[SET TASKS]
1: From the internet safety page, extract the passage starting with "Some Potential Online" and going on through "communications from others.".
2: Condense the paragraph of the internet safety page that begins "It is important for you as a parent" into a shorter version that keeps its main facts.

Internet Safety

One of District Attorney Mike O’Dell’s top priorities is the protection of the children of in DeKalb and Cherokee County. The Internet is a useful tool, and a staple of everyday life. For children however the Internet also carries significant risk as a conduit for illegal, and potentially harmful, communications from strangers.

It is important for you as a parent to establish rules for your child's Internet use. Consider the use of a contract to set the rules your child must adhere to while online. Also, make sure that online time doesn't take the place of social activities and other important interests.

In 2004, researchers at the Crimes Against Children Research Center at the University of New Hampshire completed a study of online child sexual abuse. The results of the study are based upon actual online child sexual abuse case statistics reported to researchers by law enforcement agencies across the country. The study may help parents, educators, and law enforcement understand, and develop new methods to prevent, the online sexual victimization of children. Please take a moment to read the American Psychological Association's press release about this study by clicking here. To read, download, or print the entire study as published in the November 2004 volume of theJournal of Adolescent Healthclick here.

After reading this study, we urge you to visit the Real Life Stories  site hosted by Netsmartz. Netsmartz, a site developed by the National Center for Missing and Exploited Children and the Boys & Girls Clubs of America, is one of the most comprehensive sites related to child online safety available on the Internet. This site contains a collection of stories from the mouths of victims of online child exploitation. The stories are compelling, and may help parents and educators further understand the problem of online child exploitation.

Some Potential Online Risks

  • Your child meets with a stranger he or she met online. 
  • You, your child, your child's child's and fellow students, or your family are put in danger because your child gives out personal information while communicating with strangers, or posts it on the Internet. 
  • Your child engages in or is the object of rude, threatening, or harassing online conduct. 
  • Your child receives, or distributes, illegal or offensive files. 
  • Your child receives email messages containing illicit or illegal materials or links to web sites designed to capture personal information without the visitor's knowledge. 
  • Your child views inappropriate web sites, or receives inappropriate email or chat communications from others. 
  • An Internet user posts false personal information about your child online. Or, your child posts the personal identifying information of another person with the intent to harass. 
  • You or your child's computer is hacked, and the intruder steals information that can identify your or your family or be used to commit identity theft. 
 Signs Your Child May Be At Risk

  • Your child is using an account that belongs to someone else. 
  • Your child withdraws from family, friends, or favorite activities, is depressed, or attempts to hurt himself or herself. 
  • Your child is spending lot of time online, especially at night. 
  • Your child is turning off the monitor or minimizing the screen quickly when someone enters the room. 
  • You find pornography on your child's computer. 
  • Your child has a large cell phone bill. 
  • Your child suddenly has many new friends. 
  • Your child shows signs that they are confused about their sexuality. 
  • Your child engages in behavior designed to deceive you about what they are doing online. 
  • Your child receives packages, mail, gifts, or phone calls from people you don't know. 
  • Your child suddenly has unaccounted for amounts of money. 
Parental Safety Tips

  • Play an active role in your child's online activities. Try to make the Internet a fun, family learning activity. 
  • Don't put an Internet-ready computer in your child's bedroom. Keep the computer in an open, public location in your house. 
  • Set a time limit for your child's Internet use.

[DATASET SECTION]
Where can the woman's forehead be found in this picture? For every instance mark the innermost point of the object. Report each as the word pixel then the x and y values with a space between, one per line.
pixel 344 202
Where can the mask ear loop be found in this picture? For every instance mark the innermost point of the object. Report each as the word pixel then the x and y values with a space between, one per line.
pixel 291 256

[RESULTS FOR THE EXERCISE]
1:
Some Potential Online Risks

  • Your child meets with a stranger he or she met online. 
  • You, your child, your child's child's and fellow students, or your family are put in danger because your child gives out personal information while communicating with strangers, or posts it on the Internet. 
  • Your child engages in or is the object of rude, threatening, or harassing online conduct. 
  • Your child receives, or distributes, illegal or offensive files. 
  • Your child receives email messages containing illicit or illegal materials or links to web sites designed to capture personal information without the visitor's knowledge. 
  • Your child views inappropriate web sites, or receives inappropriate email or chat communications from others.

2: Parents should set rules for their child's Internet use, possibly in a contract the child must follow while online. They should also make sure online time doesn't replace social activities and other important interests.